Rewrite the listing from its beginning through the line containing "<point>309,335</point>", inclusive, changing "leggings" to "tights" and keeping everything else the same. Leave the pictures out.

— Start of Information provided —

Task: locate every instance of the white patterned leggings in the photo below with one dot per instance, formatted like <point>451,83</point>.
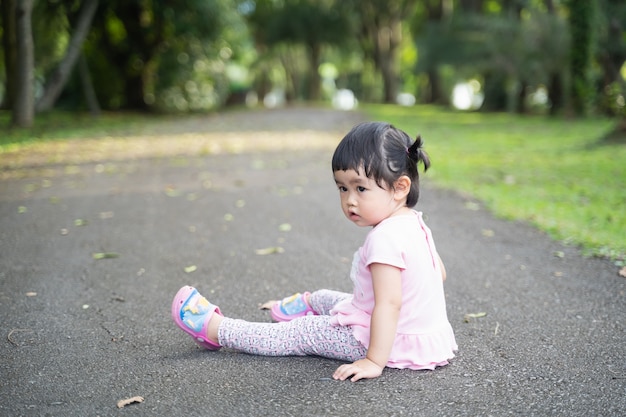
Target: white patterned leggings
<point>309,335</point>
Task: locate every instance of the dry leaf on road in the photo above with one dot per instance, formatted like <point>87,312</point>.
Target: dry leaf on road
<point>123,403</point>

— End of Information provided —

Solution for this problem:
Task: locate every instance of the white patterned tights in the photo below with one dot per instance, formatted like <point>451,83</point>.
Target: white patterned tights
<point>309,335</point>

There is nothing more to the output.